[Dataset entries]
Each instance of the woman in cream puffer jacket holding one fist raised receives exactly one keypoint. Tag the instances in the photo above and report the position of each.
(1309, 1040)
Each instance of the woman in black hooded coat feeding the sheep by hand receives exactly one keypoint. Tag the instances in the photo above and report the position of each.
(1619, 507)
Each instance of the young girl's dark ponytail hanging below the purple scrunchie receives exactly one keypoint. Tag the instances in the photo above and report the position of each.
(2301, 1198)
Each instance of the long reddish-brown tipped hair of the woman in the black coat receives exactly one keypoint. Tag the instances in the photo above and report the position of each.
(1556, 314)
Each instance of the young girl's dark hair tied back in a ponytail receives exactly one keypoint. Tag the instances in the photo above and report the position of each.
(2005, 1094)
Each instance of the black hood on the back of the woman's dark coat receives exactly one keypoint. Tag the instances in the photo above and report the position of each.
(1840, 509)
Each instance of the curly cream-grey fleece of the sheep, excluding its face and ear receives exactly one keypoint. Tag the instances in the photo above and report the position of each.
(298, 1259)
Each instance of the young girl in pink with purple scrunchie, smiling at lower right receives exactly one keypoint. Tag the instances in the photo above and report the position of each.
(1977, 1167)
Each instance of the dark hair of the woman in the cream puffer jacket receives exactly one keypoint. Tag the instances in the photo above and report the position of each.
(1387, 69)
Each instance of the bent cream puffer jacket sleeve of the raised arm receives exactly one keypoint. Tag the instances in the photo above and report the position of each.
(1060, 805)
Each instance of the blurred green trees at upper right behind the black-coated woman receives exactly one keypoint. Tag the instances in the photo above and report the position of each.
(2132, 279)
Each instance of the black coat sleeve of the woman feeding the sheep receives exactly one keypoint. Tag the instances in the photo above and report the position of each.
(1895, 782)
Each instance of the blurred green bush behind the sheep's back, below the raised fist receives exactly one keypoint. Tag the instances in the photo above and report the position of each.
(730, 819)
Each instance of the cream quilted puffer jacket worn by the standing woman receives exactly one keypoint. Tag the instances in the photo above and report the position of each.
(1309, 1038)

WORK INSTRUCTION: I'd like the entries above reproduced in full, exactly as they stand.

COMPLETED EXERCISE:
Each instance of the woman in cream puffer jacket holding one fist raised receives exactly one keypoint. Tag the instances in the photo above and report the position of each.
(1309, 1040)
Each instance of the woman in black hooded coat feeding the sheep by hand receives exactly one keypoint. Tag the instances in the photo above and report the position of each.
(1619, 507)
Each instance of the young girl's dark ponytail hanging below the purple scrunchie receives exactly one keypoint. Tag the instances in the photo above and report the position of each.
(2301, 1198)
Each instance of the long reddish-brown tipped hair of the woman in the black coat receives exactly one keypoint. Tag the instances in the photo above and report the position of each.
(1556, 314)
Each instance of the young girl's dark hair tied back in a ponytail receives exactly one keypoint. Tag the instances in the photo above and report the position of each.
(2005, 1094)
Each instance of the black hood on the back of the woman's dark coat receives exactly one keypoint. Tag the instances in the photo above and report the position of each.
(1840, 509)
Each instance of the curly cream-grey fleece of the sheep, excluding its face and ear receives exactly one keypoint. Tag the instances in the photo above and report the position of each.
(298, 1259)
Each instance of the young girl in pink with purple scrunchie, smiling at lower right receives exactly one keypoint. Tag the instances in the photo above and report the position of each.
(1977, 1167)
Each instance of the dark hair of the woman in the cream puffer jacket receives exactly one keypoint. Tag the instances in the photo above and report the position of each.
(1387, 69)
Each instance of the bent cream puffer jacket sleeve of the raised arm receives exactly one keypoint. Tag the instances in the photo above and report the position of each.
(1060, 805)
Each instance of the blurred green trees at upper right behind the black-coated woman receives exactly one keypoint. Tag the instances in the photo above and report the position of each.
(2132, 279)
Each instance of the black coat sleeve of the woman feeding the sheep receives exactly one keypoint. Tag the instances in the photo above and report the position of each.
(1895, 782)
Each instance of the blurred green bush behind the sheep's back, below the raised fist receives exactly one keypoint. Tag the instances in the photo above and report the position of each.
(730, 819)
Each instance of the cream quilted puffer jacket worn by the standing woman receives exactly one keypoint. Tag the instances in the photo above and report the position of each.
(1309, 1038)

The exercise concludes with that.